(Labels for object points)
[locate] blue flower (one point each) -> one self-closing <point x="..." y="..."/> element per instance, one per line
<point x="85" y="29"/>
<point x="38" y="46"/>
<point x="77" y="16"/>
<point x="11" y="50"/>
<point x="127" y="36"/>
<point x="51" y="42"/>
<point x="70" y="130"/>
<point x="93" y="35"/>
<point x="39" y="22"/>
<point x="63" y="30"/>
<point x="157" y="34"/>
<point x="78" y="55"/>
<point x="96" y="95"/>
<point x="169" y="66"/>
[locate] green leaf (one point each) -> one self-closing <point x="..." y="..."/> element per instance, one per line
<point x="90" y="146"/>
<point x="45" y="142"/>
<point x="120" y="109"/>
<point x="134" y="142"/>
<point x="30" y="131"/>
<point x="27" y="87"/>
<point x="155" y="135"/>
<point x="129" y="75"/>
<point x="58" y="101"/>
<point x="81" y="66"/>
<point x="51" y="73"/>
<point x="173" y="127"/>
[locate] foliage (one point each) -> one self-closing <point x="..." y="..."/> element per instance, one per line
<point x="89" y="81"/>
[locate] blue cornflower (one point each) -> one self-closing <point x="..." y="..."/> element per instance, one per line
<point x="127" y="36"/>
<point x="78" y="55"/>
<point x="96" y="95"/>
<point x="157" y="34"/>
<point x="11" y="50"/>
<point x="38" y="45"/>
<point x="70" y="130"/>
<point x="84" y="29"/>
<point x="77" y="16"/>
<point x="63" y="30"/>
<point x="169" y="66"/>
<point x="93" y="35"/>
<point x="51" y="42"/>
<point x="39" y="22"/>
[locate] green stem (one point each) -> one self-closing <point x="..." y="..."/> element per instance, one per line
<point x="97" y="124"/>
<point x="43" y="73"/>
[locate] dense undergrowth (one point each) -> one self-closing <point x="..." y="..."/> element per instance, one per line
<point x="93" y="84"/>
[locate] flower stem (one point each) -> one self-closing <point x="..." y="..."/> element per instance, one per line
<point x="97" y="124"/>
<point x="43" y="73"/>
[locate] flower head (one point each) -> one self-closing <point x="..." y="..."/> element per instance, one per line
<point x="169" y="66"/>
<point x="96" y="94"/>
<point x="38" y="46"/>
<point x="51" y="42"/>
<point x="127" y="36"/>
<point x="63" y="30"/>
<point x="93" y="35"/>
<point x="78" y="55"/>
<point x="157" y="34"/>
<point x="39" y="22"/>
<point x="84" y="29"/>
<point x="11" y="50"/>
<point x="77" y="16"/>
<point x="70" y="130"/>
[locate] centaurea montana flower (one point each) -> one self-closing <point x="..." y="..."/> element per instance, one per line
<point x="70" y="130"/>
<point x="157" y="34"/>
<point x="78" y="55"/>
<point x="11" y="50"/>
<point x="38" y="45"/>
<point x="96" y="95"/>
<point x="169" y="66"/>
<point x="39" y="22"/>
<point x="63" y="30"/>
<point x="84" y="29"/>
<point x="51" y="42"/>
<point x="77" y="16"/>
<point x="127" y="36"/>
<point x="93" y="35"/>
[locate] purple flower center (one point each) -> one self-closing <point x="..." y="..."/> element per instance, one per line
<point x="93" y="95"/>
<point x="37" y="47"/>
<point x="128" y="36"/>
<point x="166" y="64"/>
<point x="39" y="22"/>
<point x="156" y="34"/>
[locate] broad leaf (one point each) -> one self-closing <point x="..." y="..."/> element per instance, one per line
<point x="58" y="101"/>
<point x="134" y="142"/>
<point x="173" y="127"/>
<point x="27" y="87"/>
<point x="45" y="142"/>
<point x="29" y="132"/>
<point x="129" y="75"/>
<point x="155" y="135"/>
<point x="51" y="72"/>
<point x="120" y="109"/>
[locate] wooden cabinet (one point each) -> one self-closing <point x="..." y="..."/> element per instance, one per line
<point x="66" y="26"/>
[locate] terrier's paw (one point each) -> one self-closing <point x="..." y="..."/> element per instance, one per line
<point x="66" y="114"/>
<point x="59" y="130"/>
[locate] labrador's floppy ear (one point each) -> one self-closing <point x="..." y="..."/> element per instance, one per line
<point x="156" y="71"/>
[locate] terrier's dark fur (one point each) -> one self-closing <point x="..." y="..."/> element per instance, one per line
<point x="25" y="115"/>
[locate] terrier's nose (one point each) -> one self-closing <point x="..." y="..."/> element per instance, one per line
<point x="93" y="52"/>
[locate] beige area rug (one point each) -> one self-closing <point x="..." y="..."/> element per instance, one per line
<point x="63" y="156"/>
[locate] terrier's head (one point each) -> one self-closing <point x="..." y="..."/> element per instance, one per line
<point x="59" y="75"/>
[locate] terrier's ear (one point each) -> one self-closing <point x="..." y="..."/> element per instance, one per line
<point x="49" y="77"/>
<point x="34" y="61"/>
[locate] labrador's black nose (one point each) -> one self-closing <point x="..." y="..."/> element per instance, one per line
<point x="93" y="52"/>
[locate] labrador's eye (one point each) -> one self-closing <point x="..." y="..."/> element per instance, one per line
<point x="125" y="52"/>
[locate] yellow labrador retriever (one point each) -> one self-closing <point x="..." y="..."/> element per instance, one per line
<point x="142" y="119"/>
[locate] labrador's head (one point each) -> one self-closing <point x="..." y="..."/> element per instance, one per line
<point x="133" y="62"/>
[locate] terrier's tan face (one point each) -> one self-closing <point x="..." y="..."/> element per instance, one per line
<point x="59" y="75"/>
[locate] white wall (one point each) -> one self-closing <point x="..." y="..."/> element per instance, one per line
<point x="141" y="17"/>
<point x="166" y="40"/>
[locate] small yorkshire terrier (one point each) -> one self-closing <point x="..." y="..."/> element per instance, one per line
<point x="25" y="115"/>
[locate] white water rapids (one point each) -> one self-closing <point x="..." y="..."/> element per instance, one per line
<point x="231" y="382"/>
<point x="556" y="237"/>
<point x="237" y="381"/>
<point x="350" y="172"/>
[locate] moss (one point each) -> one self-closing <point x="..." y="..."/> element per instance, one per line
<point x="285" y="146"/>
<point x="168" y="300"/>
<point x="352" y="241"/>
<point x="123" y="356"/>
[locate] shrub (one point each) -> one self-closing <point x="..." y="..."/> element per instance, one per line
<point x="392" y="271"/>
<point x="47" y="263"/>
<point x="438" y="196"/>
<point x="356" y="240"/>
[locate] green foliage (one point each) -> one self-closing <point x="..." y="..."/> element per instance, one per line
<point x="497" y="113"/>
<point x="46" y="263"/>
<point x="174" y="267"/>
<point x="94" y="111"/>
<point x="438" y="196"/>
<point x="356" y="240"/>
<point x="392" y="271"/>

» **EXERCISE PROMPT**: Convert every line of the entries above into a Markdown table with the columns "Row" and "Entry line," numbering the rows in order and omitting any blank lines.

» **FINAL ANSWER**:
| Row | Entry line |
|---|---|
| 1 | [locate] blue flower (one point each) -> one self-closing <point x="..." y="..."/> element per instance, one per line |
| 2 | <point x="85" y="29"/> |
| 3 | <point x="38" y="46"/> |
| 4 | <point x="77" y="16"/> |
| 5 | <point x="11" y="50"/> |
| 6 | <point x="127" y="36"/> |
| 7 | <point x="51" y="42"/> |
| 8 | <point x="70" y="130"/> |
| 9 | <point x="93" y="35"/> |
| 10 | <point x="39" y="22"/> |
| 11 | <point x="63" y="30"/> |
| 12 | <point x="157" y="34"/> |
| 13 | <point x="78" y="55"/> |
| 14 | <point x="96" y="95"/> |
| 15 | <point x="169" y="66"/> |
| 16 | [locate] green leaf (one point each) -> one self-closing <point x="..." y="..."/> element per instance, one per line |
| 17 | <point x="90" y="146"/> |
| 18 | <point x="45" y="142"/> |
| 19 | <point x="120" y="109"/> |
| 20 | <point x="134" y="142"/> |
| 21 | <point x="30" y="131"/> |
| 22 | <point x="27" y="87"/> |
| 23 | <point x="155" y="135"/> |
| 24 | <point x="129" y="75"/> |
| 25 | <point x="58" y="101"/> |
| 26 | <point x="81" y="66"/> |
| 27 | <point x="51" y="73"/> |
| 28 | <point x="173" y="127"/> |
| 29 | [locate] foliage (one point each) -> one self-closing <point x="..." y="..."/> element per instance, one per line |
| 30 | <point x="89" y="81"/> |
| 31 | [locate] blue cornflower (one point each) -> one self-closing <point x="..." y="..."/> element per instance, one per line |
| 32 | <point x="127" y="36"/> |
| 33 | <point x="78" y="55"/> |
| 34 | <point x="96" y="95"/> |
| 35 | <point x="157" y="34"/> |
| 36 | <point x="11" y="50"/> |
| 37 | <point x="38" y="45"/> |
| 38 | <point x="70" y="130"/> |
| 39 | <point x="84" y="29"/> |
| 40 | <point x="77" y="16"/> |
| 41 | <point x="63" y="30"/> |
| 42 | <point x="169" y="66"/> |
| 43 | <point x="93" y="35"/> |
| 44 | <point x="51" y="42"/> |
| 45 | <point x="39" y="22"/> |
| 46 | [locate] green stem (one point each) -> one self-closing <point x="..." y="..."/> element per instance, one per line |
| 47 | <point x="97" y="124"/> |
| 48 | <point x="43" y="73"/> |
| 49 | [locate] dense undergrowth (one point each) -> one self-closing <point x="..." y="..."/> element per instance, one per line |
| 50 | <point x="93" y="84"/> |
| 51 | [locate] flower stem (one point each) -> one self-closing <point x="..." y="..."/> element per instance, one per line |
| 52 | <point x="97" y="124"/> |
| 53 | <point x="43" y="73"/> |
| 54 | [locate] flower head (one point each) -> one self-closing <point x="..." y="..."/> element per instance, one per line |
| 55 | <point x="169" y="66"/> |
| 56 | <point x="96" y="94"/> |
| 57 | <point x="38" y="46"/> |
| 58 | <point x="51" y="42"/> |
| 59 | <point x="127" y="36"/> |
| 60 | <point x="63" y="30"/> |
| 61 | <point x="93" y="35"/> |
| 62 | <point x="78" y="55"/> |
| 63 | <point x="157" y="34"/> |
| 64 | <point x="39" y="22"/> |
| 65 | <point x="84" y="29"/> |
| 66 | <point x="11" y="50"/> |
| 67 | <point x="77" y="16"/> |
| 68 | <point x="70" y="130"/> |
| 69 | [locate] centaurea montana flower (one point each) -> one self-closing <point x="..." y="..."/> element per instance, one per line |
| 70 | <point x="70" y="130"/> |
| 71 | <point x="157" y="34"/> |
| 72 | <point x="78" y="55"/> |
| 73 | <point x="11" y="50"/> |
| 74 | <point x="38" y="45"/> |
| 75 | <point x="96" y="95"/> |
| 76 | <point x="169" y="66"/> |
| 77 | <point x="39" y="22"/> |
| 78 | <point x="63" y="30"/> |
| 79 | <point x="84" y="29"/> |
| 80 | <point x="51" y="42"/> |
| 81 | <point x="77" y="16"/> |
| 82 | <point x="127" y="36"/> |
| 83 | <point x="93" y="35"/> |
| 84 | [locate] purple flower center (one point each) -> one self-closing <point x="..." y="..."/> element per instance, one per line |
| 85 | <point x="93" y="95"/> |
| 86 | <point x="37" y="47"/> |
| 87 | <point x="128" y="36"/> |
| 88 | <point x="166" y="64"/> |
| 89 | <point x="39" y="22"/> |
| 90 | <point x="156" y="34"/> |
| 91 | [locate] broad leaf (one point each) -> one self-closing <point x="..." y="..."/> element per instance, one per line |
| 92 | <point x="58" y="101"/> |
| 93 | <point x="134" y="142"/> |
| 94 | <point x="173" y="127"/> |
| 95 | <point x="27" y="87"/> |
| 96 | <point x="45" y="142"/> |
| 97 | <point x="29" y="132"/> |
| 98 | <point x="129" y="75"/> |
| 99 | <point x="155" y="135"/> |
| 100 | <point x="51" y="72"/> |
| 101 | <point x="120" y="109"/> |
| 102 | [locate] wooden cabinet (one point each) -> one self-closing <point x="..." y="..."/> element per instance, one per line |
| 103 | <point x="66" y="26"/> |
| 104 | [locate] terrier's paw (one point each) -> one self-closing <point x="..." y="..."/> element per instance, one per line |
| 105 | <point x="66" y="114"/> |
| 106 | <point x="59" y="130"/> |
| 107 | [locate] labrador's floppy ear (one point each) -> one self-closing <point x="..." y="..."/> element per instance, one per line |
| 108 | <point x="156" y="71"/> |
| 109 | [locate] terrier's dark fur (one point each) -> one self-closing <point x="..." y="..."/> element per instance, one per line |
| 110 | <point x="25" y="115"/> |
| 111 | [locate] terrier's nose (one point each) -> one self-closing <point x="..." y="..."/> element per instance, one per line |
| 112 | <point x="93" y="52"/> |
| 113 | [locate] beige area rug (one point each) -> one self-closing <point x="..." y="..."/> element per instance, one per line |
| 114 | <point x="63" y="156"/> |
| 115 | [locate] terrier's head (one point each) -> one self-closing <point x="..." y="..."/> element per instance, one per line |
| 116 | <point x="59" y="75"/> |
| 117 | [locate] terrier's ear (one point each) -> one self-closing <point x="..." y="..."/> element per instance, one per line |
| 118 | <point x="49" y="77"/> |
| 119 | <point x="34" y="61"/> |
| 120 | [locate] labrador's black nose (one point each) -> one self-closing <point x="..." y="..."/> element per instance, one per line |
| 121 | <point x="93" y="52"/> |
| 122 | [locate] labrador's eye (one point each) -> one self-closing <point x="..." y="..."/> element per instance, one per line |
| 123 | <point x="125" y="52"/> |
| 124 | [locate] yellow labrador retriever (one point each) -> one self-closing <point x="..." y="..."/> element per instance, one per line |
| 125 | <point x="142" y="119"/> |
| 126 | [locate] labrador's head (one point each) -> one self-closing <point x="..." y="..."/> element per instance, one per line |
| 127 | <point x="133" y="62"/> |
| 128 | [locate] terrier's tan face (one point each) -> one self-closing <point x="..." y="..."/> element per instance, one per line |
| 129 | <point x="59" y="75"/> |
| 130 | [locate] white wall (one point each) -> one self-closing <point x="..." y="..."/> element per instance, one per line |
| 131 | <point x="141" y="17"/> |
| 132 | <point x="166" y="40"/> |
| 133 | [locate] small yorkshire terrier (one point each) -> one self-closing <point x="..." y="..."/> element per instance, one per line |
| 134 | <point x="25" y="115"/> |
| 135 | [locate] white water rapids (one point each) -> one self-closing <point x="..." y="..."/> element per instance, one per line |
| 136 | <point x="231" y="382"/> |
| 137 | <point x="556" y="237"/> |
| 138 | <point x="237" y="381"/> |
| 139 | <point x="350" y="172"/> |
| 140 | [locate] moss (one point each) -> one self-closing <point x="..." y="..."/> element per instance, one per line |
| 141 | <point x="285" y="146"/> |
| 142 | <point x="168" y="300"/> |
| 143 | <point x="352" y="241"/> |
| 144 | <point x="123" y="356"/> |
| 145 | [locate] shrub (one point each) -> one self-closing <point x="..." y="..."/> element per instance, one per line |
| 146 | <point x="392" y="271"/> |
| 147 | <point x="47" y="263"/> |
| 148 | <point x="438" y="196"/> |
| 149 | <point x="356" y="240"/> |
| 150 | [locate] green foliage (one point each) -> one self-closing <point x="..." y="..."/> element per instance, one per line |
| 151 | <point x="497" y="113"/> |
| 152 | <point x="46" y="263"/> |
| 153 | <point x="174" y="267"/> |
| 154 | <point x="94" y="111"/> |
| 155 | <point x="438" y="196"/> |
| 156 | <point x="356" y="240"/> |
| 157 | <point x="392" y="271"/> |